WORK TO COMPLETE: Would it be possible to quote, exactly and in full, the lines from the one with "Task: locate the pine" through the end of the entries below?

RECORDS TO PROCESS:
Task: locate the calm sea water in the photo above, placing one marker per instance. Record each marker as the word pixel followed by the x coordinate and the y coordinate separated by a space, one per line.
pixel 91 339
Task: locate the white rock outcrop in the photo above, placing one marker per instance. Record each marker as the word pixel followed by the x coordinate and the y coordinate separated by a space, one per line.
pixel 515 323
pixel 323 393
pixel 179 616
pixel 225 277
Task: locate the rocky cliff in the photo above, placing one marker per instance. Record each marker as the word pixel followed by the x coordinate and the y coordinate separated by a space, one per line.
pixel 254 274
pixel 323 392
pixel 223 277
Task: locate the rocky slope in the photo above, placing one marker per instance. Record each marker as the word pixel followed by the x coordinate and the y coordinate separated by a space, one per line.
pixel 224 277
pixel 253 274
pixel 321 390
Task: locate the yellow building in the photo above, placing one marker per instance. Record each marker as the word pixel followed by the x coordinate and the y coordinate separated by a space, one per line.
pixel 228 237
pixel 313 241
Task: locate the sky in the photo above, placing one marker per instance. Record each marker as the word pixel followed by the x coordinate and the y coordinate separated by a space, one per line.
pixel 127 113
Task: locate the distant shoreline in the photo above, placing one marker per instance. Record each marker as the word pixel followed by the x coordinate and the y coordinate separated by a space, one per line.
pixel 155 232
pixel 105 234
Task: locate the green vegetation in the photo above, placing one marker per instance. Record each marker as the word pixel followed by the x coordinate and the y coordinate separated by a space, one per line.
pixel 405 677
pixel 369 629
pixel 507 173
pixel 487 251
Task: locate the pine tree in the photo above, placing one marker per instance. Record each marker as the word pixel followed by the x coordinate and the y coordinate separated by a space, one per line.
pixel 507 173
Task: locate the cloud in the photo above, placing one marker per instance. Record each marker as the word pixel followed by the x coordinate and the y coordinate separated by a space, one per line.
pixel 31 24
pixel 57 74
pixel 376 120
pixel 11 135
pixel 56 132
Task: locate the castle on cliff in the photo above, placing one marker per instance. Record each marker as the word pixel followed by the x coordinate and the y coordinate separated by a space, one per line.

WRITTEN REPLY:
Task: locate the pine tree in the photo above, placing one marker per instance. Record each marker as the word pixel followed by the x coordinate and the y coordinate separated by a space, one per line.
pixel 507 173
Task: locate the cloud in the photo above, placing one marker per instance. Record each marker as the word pixel followed by the x coordinate and the y coordinate separated by a space, one per line.
pixel 31 24
pixel 57 74
pixel 376 120
pixel 11 135
pixel 56 132
Task: locate the castle on cliff in the photo above, placing one marker per instance. Record each marker as the word pixel followed by the x coordinate and the y coordinate separated by a space, one per line.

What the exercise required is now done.